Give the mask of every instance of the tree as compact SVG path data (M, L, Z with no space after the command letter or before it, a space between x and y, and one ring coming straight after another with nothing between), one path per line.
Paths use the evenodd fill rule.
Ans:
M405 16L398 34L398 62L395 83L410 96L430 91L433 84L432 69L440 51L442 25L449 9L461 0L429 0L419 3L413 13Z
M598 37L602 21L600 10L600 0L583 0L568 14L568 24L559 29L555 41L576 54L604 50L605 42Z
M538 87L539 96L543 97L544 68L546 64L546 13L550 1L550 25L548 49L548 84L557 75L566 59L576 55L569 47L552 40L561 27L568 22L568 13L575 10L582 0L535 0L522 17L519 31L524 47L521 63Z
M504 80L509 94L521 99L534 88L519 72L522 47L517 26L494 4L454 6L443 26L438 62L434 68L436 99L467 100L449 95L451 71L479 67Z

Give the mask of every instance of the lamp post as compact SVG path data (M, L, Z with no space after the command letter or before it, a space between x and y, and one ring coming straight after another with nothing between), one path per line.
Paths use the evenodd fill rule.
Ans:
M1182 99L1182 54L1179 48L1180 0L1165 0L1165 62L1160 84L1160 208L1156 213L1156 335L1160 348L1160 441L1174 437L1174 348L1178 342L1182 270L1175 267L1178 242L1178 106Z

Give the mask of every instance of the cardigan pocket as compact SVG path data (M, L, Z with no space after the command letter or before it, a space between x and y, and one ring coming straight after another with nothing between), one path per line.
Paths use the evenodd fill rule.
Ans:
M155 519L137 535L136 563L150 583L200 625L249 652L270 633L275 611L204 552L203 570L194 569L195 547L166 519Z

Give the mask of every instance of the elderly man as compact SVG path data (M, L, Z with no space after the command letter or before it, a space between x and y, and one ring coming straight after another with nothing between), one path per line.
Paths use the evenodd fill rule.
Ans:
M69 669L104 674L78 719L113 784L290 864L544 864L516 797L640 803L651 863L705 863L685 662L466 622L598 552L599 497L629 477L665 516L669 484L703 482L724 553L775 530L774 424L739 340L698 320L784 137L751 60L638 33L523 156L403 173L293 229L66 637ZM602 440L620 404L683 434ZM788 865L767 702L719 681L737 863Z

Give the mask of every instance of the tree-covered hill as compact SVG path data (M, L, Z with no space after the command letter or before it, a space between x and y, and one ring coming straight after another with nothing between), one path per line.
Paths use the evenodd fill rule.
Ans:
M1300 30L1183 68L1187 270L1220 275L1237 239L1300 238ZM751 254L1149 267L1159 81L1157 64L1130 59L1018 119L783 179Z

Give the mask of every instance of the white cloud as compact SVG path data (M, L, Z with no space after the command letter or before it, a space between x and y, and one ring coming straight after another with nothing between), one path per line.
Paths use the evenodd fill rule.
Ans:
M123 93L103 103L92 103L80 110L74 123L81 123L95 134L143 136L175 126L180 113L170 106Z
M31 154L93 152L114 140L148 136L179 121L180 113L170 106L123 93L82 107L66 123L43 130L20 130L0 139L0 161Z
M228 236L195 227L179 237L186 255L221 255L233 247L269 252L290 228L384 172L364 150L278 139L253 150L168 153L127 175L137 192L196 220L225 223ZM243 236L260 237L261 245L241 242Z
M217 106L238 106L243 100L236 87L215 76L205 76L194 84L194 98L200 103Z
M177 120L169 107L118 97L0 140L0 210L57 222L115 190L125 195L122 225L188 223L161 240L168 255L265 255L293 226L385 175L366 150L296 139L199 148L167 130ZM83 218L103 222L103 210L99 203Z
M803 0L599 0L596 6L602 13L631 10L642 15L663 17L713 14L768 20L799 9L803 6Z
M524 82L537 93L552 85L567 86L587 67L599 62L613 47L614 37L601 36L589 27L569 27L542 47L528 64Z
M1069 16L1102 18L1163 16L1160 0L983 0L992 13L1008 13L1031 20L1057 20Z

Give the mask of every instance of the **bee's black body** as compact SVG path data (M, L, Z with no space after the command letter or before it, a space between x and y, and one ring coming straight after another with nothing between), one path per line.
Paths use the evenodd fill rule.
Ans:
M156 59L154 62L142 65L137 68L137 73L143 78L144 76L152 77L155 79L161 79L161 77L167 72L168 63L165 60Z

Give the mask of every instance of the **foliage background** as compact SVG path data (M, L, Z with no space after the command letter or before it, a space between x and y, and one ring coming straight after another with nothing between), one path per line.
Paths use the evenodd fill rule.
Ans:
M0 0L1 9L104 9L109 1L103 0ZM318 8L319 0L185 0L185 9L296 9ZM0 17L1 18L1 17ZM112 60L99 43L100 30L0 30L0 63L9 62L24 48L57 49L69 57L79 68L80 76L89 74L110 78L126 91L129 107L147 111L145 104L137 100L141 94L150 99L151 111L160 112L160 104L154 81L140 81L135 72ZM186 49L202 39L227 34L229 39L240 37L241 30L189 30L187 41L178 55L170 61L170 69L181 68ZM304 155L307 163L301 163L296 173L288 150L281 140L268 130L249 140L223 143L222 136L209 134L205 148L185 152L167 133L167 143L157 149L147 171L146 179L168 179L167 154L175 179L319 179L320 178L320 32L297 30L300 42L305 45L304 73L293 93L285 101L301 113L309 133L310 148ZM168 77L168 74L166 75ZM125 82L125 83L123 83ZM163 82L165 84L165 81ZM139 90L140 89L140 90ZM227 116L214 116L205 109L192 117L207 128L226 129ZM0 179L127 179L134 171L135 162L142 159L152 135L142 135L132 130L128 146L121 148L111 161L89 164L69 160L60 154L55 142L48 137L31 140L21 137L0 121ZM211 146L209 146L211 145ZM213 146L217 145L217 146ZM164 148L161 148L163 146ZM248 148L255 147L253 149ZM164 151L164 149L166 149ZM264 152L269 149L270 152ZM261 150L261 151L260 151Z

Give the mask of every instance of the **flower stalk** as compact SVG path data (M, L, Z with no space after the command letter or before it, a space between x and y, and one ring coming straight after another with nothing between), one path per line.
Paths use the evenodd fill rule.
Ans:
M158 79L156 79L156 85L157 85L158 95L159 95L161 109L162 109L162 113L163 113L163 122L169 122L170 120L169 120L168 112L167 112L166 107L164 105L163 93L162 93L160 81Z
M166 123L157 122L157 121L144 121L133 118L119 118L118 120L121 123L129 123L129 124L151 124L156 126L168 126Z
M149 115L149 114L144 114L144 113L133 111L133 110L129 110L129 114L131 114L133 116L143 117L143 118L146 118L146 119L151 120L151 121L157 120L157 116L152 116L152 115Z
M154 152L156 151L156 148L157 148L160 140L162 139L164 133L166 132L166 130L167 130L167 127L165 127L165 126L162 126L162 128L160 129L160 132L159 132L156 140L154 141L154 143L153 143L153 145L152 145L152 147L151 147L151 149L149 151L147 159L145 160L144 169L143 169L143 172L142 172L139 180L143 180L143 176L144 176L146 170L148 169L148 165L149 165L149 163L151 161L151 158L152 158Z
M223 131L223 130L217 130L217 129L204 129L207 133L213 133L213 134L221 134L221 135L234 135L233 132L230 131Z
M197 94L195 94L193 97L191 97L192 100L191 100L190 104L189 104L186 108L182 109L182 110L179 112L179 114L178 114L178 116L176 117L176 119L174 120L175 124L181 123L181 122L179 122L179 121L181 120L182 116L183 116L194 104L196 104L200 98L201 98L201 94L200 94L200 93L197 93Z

========================

What is needed
Starting from the records above, filter out all lines except those containing the word "tree".

Task response
Give the mask of every instance of the tree as compact SVG path data (M, L, Z with no space after the command letter or before it, a space between x and y, and one ring coming straight after another with nothing between), one path per line.
Give the mask of every instance of the tree-covered hill as compact SVG path data (M, L, Z with no space after the command letter or before it, a space between x and y, and one ring coming straight after another with nothing between), one path per line.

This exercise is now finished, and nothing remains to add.